### STATED PROBLEM
Put this sentence from the Python word-counting thread into Spanish: "This code counts the total number of unique and total words."

start TEXT PASSAGE

0
from glob import glob
pattern = "D:\\report\\shakeall\\*.txt"
filelist = glob(pattern)
def countwords(fp):
    with open(fp) as fh:
        return len(fh.read().split())
print "There are" ,sum(map(countwords, filelist)), "words in the files. " "From directory",pattern
import os
import re
import string
uniquewords = set([])
for root, dirs, files in os.walk("D:\\report\\shakeall"):
    for name in files:
        [uniquewords.add(x) for x in open(os.path.join(root,name)).read().split()]
wordlist = list(uniquewords)

This code counts the total number of unique and total words. However, the problem is, if I write len(uniquewords) , it shows unreasonable number because it recognizes for example, 'shake' 'shake!' 'shake,' and 'shake?' as different unique words. I've tried to remove punctuations from uniquewords by making the list and modifying it, everything failed. Can anybody help me?

unutbu
  • 842,883
  • 184
  • 1,785
  • 1,677
rocksland
  • 163
  • 2
  • 4
  • 8
  • [How to format code on SO](http://meta.stackexchange.com/questions/22186/how-do-i-format-my-code-blocks) – Levon Aug 11 '12 at 11:25
  • Is there a reason why `"words in the files. " "From directory"` isn't simply `"words in the files. From directory"`? – Levon Aug 11 '12 at 11:29
  • 1
    http://stackoverflow.com/questions/265960/best-way-to-strip-punctuation-from-a-string-in-python – NIlesh Sharma Aug 11 '12 at 11:30

1 Answers1

1
  1. Use Regex with \w+ pattern to match words and exclude punctuation.

end TEXT PASSAGE
start DATASET SECTION

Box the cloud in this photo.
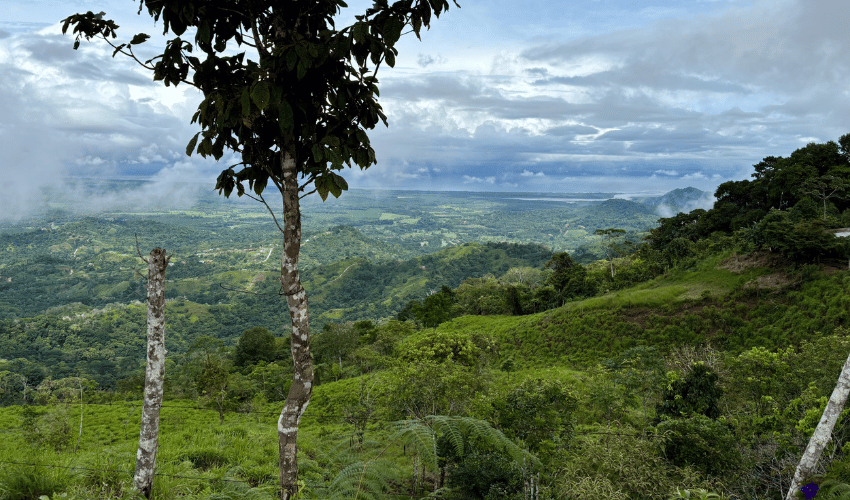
[463,175,496,184]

end DATASET SECTION

### RESPONSE
Este código cuenta el número total de palabras únicas y el total de palabras.